**Passage to read**.
⁂
He spent the next fifteen minutes proselytizing us concerning medical marijuana.  He believed that marijuana would change the world and fix the core problems of our society.

Do we believe that Jesus and the life he offers is better than marijuana? Most of our lives would say that we don’t. Or consider this from a man named Penn Gillette.  He is a devoted atheist and a comedian.  You may have heard of him, he is the Penn from Penn and Teller. Well, after one of his shows a man gave him a Bible and this was Penn’s response (click here for the video).

Profound is it not? How much do you have to hate someone to not share the message of Jesus with them?

We look at the statistics of young people walking away from their faith after high school and we try to figure out a better program to make Jesus more exciting.  Yet, what matters most is that kids see their mom and dad authentically living for Jesus.  Second to that is having another adult involved in their life authentically living for Jesus. All of us desire to see children who love Jesus and are getting to know him, yet it’s the same handful of people over and over again who get up an hour early to teach sunday school. If we really wanted kids to walk with Jesus people would be lining up to volunteer and mentor young people.

We see that there are people hurting everywhere around us and then wonder when the “church” is going to begin a program to reach “those” people and yet we forget that we are the church.  There is nothing “out there” that is going to do it for us. What will do it is us falling madly in love with our savior and really believing that we are so utterly broken that there is no hope apart from him. Until we really believe it then apathy and self-reliance will remain.
⁂
**Source data**.
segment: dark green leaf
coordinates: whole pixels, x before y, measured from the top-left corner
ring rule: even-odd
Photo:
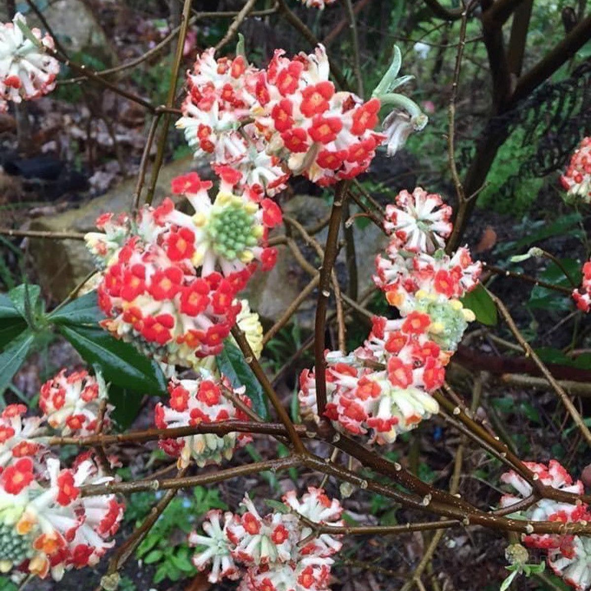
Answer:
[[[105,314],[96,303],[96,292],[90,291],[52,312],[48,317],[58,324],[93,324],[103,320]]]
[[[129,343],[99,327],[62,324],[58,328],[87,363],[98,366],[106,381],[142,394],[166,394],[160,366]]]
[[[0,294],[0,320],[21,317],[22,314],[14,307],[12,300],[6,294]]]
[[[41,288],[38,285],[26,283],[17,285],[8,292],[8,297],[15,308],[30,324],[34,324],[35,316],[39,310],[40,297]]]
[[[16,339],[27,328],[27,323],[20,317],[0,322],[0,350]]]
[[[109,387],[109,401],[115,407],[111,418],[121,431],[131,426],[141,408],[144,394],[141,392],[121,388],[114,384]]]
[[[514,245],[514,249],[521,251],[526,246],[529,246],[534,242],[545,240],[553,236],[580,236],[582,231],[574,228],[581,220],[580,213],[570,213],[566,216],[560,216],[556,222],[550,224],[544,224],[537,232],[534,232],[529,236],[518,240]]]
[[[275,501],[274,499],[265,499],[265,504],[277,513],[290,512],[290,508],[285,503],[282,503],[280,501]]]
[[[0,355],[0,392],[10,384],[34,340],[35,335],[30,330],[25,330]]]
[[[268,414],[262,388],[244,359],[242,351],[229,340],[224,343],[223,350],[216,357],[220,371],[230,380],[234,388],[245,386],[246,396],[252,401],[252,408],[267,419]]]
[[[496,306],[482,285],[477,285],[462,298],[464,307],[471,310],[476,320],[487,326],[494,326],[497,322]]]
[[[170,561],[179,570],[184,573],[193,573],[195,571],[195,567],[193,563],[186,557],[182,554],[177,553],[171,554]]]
⁂
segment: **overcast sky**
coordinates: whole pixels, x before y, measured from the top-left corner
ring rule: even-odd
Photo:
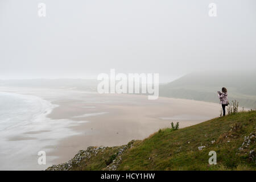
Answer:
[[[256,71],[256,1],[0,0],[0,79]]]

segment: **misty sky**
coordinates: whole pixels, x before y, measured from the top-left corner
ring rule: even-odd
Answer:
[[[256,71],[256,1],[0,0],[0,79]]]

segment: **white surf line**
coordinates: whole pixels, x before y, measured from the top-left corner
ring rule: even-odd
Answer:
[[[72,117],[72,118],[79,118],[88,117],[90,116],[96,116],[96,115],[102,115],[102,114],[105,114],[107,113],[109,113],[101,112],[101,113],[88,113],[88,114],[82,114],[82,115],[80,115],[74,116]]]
⁂
**Exercise requirements**.
1) Answer these questions from the passage on faith and apathy:
(a) What did the man believe marijuana would do?
(b) How does the passage describe Penn Gillette?
(c) What does the passage say matters most for young people?
2) Summarize the passage on faith and apathy in two sentences.
The material comes from a separate source.

**Completed exercise**.
1)
(a) He believed it would change the world and fix the core problems of our society.
(b) He is a devoted atheist and a comedian, the Penn from Penn and Teller.
(c) What matters most is that kids see their mom and dad authentically living for Jesus.

2) The passage sets a man's fervent promotion of medical marijuana against the question of whether believers truly consider Jesus better, and it cites the atheist comedian Penn Gillette to ask how much one must hate someone to withhold the message of Jesus. It argues that children most need parents and other adults who authentically live for Jesus, and that Christians, being the church themselves, must fall madly in love with their savior instead of waiting for programs to reach hurting people.